◆ **Supplied passage**:
%%

Nikos Chantziaras wrote:
> On 23/02/12 12:44, Mick wrote:
>> On Thursday 23 Feb 2012 10:22:40 Willie WY Wong wrote:
>>> On Tue, Feb 21, 2012 at 07:22:27PM -0500, Penguin Lover Philip Webb
>> squawked:
>>>> I compiled FF 10.0.1 on amd64 without any problems :
>>>> it needed  3,61 GB  disk space for the link stage
>>>> &  most/all of my  2 GB  memory.
>>>
>>> Argh. 3.6 diskspace and 2G memory? I guess it is finally getting to
>>> the point that my laptop cannot build firefox. Time to switch to the
>>> -bin I guess.
>>
>> I've only got something like 625M RAM and around 4G disk space (for
>> var/portage).  I used 750M from that 4G for adding swap.  Eventually FF
>> compiled fine.

%%

Translate this sentence from the mailing-list thread about compiling Firefox into Spanish: "I used 750M from that 4G for adding swap."

Dataset entries
%%

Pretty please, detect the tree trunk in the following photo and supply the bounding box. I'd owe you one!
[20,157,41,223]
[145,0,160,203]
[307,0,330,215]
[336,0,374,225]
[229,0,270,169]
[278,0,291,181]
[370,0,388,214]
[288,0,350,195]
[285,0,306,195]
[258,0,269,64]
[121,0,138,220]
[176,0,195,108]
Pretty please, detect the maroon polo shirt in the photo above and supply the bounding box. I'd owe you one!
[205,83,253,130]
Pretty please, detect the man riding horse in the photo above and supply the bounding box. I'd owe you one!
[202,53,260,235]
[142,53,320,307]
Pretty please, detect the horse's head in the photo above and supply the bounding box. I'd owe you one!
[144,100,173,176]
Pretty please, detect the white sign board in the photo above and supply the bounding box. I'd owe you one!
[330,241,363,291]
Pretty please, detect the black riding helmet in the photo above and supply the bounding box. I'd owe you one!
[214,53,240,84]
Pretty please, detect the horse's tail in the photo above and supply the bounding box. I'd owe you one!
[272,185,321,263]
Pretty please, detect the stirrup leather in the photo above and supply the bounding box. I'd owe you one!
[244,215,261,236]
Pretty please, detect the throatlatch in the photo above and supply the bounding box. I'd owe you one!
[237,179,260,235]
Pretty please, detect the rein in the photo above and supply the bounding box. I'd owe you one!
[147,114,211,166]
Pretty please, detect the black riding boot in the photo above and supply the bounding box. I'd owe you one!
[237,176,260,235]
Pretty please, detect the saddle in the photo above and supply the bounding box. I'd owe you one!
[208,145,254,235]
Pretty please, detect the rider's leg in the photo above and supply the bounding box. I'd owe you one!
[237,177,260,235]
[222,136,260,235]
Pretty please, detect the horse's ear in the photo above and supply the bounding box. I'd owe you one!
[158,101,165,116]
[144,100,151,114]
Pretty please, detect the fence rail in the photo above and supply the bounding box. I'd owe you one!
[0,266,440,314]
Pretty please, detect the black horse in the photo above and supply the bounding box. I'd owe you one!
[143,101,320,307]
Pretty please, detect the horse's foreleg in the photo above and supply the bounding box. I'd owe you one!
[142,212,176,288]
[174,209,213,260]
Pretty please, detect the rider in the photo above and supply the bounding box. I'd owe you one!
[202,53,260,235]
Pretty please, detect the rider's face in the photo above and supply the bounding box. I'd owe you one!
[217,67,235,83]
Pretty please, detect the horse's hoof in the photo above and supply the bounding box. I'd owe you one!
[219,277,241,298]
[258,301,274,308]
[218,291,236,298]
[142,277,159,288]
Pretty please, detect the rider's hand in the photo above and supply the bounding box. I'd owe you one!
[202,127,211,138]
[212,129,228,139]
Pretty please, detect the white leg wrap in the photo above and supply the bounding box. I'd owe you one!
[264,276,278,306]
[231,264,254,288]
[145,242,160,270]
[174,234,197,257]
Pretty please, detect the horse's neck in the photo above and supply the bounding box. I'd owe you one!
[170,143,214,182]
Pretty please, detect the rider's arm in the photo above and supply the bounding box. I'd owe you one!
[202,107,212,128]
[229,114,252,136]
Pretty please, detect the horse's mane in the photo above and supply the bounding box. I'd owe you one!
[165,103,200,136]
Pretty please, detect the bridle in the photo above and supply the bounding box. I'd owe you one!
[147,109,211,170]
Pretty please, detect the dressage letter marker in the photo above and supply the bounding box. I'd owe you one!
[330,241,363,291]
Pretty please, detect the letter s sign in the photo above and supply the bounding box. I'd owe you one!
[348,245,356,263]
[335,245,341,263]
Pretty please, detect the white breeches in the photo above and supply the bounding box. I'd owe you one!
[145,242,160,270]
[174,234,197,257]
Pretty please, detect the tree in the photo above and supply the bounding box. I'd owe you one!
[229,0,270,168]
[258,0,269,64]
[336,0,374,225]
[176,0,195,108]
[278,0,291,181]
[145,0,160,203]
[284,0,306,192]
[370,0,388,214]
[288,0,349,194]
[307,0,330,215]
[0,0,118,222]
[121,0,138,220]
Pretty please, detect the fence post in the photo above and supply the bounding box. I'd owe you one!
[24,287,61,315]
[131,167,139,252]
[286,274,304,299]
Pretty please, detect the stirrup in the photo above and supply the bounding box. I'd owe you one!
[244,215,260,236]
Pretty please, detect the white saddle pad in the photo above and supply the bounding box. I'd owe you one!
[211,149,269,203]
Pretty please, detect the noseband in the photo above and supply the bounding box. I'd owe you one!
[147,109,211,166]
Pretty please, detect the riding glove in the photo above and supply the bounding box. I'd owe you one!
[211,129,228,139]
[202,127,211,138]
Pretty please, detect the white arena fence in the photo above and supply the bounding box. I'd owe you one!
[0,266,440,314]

%%

◆ **Solution for this problem**: Usé 750M de esos 4G para añadir swap.